**PROBLEM**
Pull out each line below that contains the string "framed" and copy it in full.

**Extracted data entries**

################

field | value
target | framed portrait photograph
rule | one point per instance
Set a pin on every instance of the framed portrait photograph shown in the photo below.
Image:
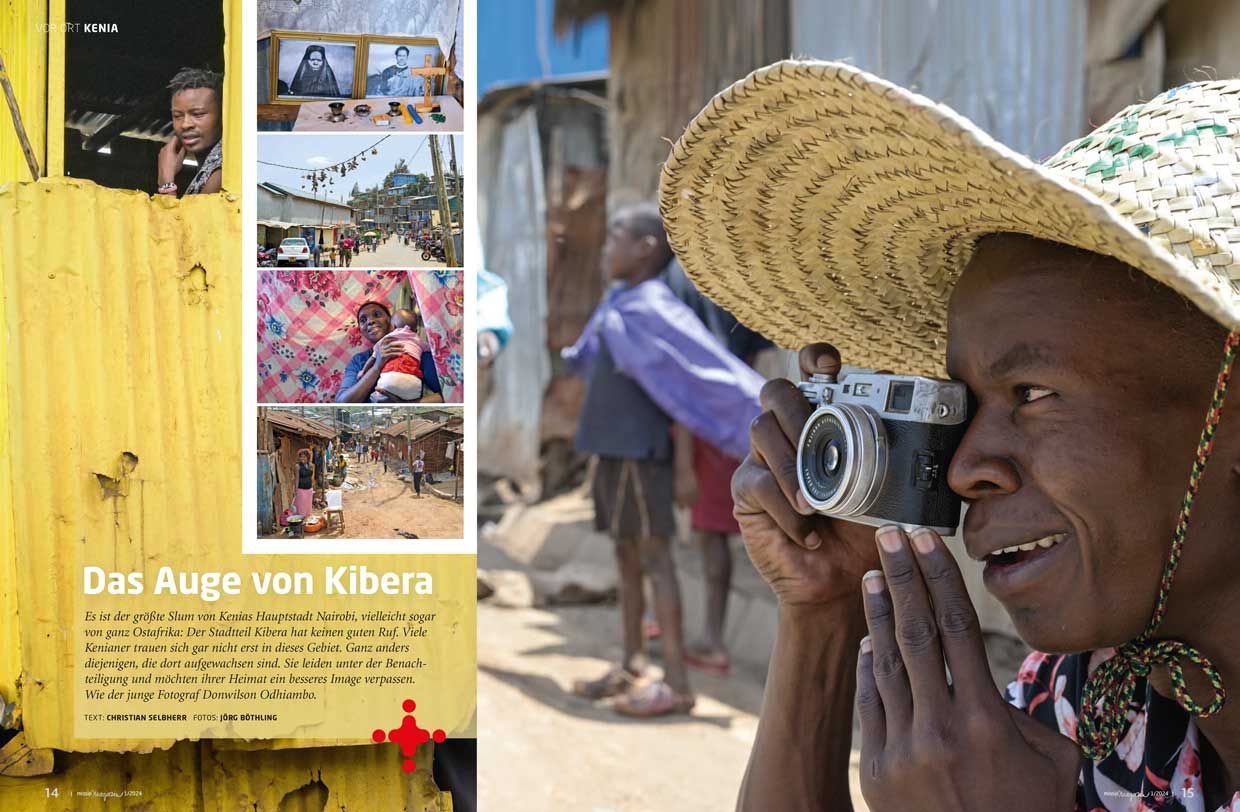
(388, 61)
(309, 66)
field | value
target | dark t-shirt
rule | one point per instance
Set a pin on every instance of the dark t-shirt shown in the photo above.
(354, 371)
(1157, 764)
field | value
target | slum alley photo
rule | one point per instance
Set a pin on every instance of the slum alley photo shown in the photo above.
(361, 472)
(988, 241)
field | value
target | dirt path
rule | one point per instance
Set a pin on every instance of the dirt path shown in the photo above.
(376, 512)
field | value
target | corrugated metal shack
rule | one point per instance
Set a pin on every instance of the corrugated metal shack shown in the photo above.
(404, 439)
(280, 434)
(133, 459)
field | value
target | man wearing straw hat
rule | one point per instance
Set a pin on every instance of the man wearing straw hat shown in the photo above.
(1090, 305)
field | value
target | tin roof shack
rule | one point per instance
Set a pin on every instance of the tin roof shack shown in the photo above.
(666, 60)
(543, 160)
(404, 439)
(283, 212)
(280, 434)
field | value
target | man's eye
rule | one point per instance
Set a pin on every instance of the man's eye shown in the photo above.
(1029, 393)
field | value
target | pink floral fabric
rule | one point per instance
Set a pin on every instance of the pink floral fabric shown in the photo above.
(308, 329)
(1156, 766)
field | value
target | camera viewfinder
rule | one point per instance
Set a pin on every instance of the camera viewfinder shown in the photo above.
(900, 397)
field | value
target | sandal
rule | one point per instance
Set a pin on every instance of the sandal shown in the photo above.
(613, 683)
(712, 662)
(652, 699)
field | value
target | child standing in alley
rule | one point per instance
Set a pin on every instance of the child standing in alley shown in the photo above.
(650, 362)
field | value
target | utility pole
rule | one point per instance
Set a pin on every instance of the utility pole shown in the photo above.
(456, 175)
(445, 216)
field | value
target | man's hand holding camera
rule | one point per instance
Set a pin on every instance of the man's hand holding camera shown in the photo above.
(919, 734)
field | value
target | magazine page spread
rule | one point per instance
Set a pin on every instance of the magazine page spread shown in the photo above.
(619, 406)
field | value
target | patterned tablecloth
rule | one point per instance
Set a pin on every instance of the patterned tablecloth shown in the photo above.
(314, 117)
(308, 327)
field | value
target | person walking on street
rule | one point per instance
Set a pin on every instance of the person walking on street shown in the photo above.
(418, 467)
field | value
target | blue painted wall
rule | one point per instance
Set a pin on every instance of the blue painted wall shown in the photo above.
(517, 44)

################

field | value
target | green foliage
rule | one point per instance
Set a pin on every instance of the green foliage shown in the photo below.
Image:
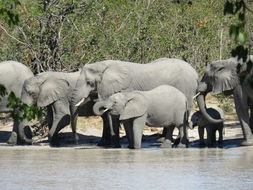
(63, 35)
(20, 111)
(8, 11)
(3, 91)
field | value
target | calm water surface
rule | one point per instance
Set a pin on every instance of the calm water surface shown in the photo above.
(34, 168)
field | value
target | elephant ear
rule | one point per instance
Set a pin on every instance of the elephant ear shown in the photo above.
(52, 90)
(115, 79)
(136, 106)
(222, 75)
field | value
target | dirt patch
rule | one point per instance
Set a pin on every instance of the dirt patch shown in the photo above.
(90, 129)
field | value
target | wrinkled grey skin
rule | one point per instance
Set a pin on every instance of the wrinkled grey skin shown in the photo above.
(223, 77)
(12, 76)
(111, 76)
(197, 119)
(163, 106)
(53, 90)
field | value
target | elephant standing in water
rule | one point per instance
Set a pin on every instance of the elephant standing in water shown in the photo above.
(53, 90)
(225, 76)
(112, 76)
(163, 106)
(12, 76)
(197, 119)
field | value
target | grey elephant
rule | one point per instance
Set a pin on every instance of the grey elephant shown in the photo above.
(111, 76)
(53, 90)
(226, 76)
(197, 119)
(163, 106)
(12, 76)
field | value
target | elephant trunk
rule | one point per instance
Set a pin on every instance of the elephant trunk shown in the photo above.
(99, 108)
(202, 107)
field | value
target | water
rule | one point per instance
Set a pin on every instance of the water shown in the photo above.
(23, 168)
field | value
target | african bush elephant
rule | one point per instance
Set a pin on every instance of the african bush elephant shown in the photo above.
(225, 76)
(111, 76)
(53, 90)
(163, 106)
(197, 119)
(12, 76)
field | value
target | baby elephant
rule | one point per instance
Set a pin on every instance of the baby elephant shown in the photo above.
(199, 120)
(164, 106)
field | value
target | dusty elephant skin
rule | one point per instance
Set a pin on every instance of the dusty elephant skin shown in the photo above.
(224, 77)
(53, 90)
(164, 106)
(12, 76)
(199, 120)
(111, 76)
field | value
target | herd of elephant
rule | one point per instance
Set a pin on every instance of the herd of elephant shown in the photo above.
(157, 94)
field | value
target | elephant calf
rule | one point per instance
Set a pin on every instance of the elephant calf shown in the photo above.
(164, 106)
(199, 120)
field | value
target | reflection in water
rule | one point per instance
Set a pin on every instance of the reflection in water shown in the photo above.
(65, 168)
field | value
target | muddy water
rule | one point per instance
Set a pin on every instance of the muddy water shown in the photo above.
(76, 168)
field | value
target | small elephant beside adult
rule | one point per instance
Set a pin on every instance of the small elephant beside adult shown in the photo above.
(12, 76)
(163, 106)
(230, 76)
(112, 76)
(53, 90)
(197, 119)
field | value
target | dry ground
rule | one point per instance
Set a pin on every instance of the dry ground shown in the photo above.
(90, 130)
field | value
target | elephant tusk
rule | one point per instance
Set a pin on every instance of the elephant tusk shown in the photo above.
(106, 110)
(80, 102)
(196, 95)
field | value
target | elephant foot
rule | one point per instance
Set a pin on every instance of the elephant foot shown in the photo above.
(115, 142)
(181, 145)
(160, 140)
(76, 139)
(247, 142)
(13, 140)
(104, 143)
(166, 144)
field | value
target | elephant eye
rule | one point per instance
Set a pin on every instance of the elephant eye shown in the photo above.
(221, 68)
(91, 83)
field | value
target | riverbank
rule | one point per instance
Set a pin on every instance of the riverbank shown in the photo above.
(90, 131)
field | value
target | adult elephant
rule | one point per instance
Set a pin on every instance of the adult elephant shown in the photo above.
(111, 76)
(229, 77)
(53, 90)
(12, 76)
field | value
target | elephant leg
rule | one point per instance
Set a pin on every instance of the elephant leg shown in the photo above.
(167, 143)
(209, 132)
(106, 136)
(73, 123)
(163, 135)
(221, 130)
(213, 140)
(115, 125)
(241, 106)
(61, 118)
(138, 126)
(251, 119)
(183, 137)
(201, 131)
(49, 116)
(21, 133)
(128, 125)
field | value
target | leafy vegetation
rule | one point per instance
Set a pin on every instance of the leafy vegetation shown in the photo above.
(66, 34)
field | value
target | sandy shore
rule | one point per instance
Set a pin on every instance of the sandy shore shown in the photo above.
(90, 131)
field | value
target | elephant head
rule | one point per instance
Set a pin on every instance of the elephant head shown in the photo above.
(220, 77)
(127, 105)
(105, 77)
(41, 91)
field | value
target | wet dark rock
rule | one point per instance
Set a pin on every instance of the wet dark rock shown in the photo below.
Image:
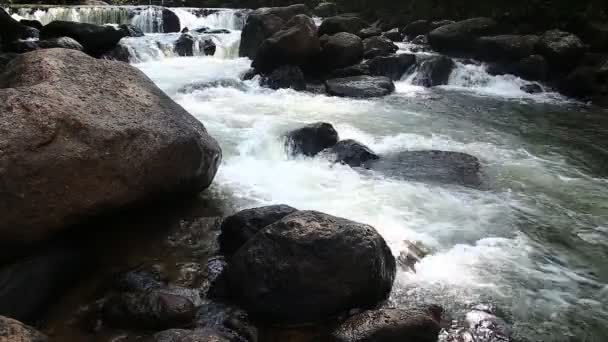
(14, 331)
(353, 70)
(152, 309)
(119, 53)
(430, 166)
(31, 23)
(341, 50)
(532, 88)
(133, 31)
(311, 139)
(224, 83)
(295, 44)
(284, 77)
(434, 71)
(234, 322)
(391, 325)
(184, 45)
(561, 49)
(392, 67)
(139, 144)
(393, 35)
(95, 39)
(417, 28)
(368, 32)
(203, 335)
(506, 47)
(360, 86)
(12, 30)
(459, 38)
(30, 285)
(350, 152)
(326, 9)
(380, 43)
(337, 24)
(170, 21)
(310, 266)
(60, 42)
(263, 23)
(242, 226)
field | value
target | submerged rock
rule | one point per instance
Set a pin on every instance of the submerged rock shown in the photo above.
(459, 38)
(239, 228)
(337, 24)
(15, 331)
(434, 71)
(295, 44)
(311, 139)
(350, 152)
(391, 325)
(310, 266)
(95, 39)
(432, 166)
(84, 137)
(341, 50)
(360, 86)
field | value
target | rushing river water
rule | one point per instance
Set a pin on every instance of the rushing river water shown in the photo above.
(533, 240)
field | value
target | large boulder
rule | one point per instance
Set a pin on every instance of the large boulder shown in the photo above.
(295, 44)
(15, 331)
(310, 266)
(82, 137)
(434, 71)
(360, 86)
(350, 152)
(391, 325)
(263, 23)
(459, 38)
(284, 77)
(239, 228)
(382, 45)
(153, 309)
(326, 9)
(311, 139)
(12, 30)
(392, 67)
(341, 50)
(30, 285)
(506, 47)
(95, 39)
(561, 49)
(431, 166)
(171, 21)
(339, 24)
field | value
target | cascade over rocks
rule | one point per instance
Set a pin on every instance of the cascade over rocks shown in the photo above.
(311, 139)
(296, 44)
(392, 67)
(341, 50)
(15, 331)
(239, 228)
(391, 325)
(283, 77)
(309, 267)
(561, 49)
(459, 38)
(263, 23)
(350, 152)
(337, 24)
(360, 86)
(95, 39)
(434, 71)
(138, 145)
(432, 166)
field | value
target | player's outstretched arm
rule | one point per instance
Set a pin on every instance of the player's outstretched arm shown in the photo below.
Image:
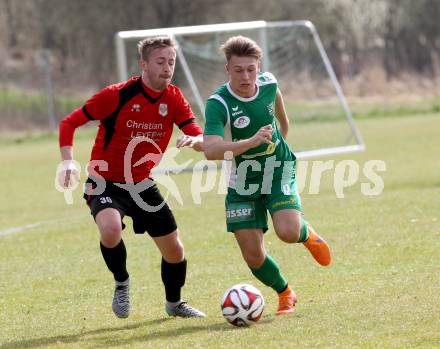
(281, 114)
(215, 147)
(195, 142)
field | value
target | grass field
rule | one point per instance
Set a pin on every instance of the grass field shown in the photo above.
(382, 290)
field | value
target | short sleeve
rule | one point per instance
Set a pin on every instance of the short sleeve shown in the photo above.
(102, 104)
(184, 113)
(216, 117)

################

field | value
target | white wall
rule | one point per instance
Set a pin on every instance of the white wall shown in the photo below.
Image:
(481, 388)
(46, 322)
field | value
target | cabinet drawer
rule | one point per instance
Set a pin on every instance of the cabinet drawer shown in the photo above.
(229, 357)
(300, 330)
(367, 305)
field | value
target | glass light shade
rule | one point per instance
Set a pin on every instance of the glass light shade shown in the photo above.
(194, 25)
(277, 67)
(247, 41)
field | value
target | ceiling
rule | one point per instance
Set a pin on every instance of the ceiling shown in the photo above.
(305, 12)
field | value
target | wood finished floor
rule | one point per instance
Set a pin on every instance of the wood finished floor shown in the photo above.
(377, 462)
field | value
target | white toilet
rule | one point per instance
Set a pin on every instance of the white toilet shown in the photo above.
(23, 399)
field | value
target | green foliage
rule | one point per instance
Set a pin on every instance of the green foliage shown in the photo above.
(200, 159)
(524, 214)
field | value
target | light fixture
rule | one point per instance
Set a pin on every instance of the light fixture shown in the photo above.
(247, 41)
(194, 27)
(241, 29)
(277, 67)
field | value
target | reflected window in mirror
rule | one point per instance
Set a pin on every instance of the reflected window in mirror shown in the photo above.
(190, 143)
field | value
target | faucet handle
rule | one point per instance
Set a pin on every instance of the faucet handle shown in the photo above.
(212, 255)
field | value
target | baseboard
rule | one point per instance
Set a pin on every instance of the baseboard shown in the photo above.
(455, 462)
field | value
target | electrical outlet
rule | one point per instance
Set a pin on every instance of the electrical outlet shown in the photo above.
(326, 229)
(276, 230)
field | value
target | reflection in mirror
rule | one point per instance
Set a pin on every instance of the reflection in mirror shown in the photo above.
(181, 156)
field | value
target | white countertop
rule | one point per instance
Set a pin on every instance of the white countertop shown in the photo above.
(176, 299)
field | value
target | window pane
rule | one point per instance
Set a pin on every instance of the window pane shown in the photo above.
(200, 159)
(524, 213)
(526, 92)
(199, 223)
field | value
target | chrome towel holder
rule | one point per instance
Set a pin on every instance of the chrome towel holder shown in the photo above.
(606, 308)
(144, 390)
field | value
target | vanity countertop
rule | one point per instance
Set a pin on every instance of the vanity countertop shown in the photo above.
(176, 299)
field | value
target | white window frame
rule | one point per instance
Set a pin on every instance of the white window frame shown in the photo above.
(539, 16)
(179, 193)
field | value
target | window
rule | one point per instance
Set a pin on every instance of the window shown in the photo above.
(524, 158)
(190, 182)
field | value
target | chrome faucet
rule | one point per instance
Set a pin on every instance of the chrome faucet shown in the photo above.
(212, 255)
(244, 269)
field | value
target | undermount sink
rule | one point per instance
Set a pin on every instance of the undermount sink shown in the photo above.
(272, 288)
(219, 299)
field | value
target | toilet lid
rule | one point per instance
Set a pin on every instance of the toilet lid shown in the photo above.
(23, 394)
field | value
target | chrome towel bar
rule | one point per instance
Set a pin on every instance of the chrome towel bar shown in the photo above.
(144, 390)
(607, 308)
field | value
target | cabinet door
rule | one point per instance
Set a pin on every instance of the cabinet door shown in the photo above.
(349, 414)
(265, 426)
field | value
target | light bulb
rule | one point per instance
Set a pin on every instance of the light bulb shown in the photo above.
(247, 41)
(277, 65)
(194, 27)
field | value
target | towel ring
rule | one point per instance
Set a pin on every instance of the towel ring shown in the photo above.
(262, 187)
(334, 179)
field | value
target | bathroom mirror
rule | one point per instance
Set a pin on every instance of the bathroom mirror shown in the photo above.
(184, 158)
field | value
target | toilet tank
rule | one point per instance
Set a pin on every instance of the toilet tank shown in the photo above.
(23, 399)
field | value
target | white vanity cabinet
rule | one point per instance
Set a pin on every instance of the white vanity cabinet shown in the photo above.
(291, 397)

################

**TASK OUTPUT**
target | framed portrait photograph
Set a pin on every instance of the framed portrait photograph shown in the photo below.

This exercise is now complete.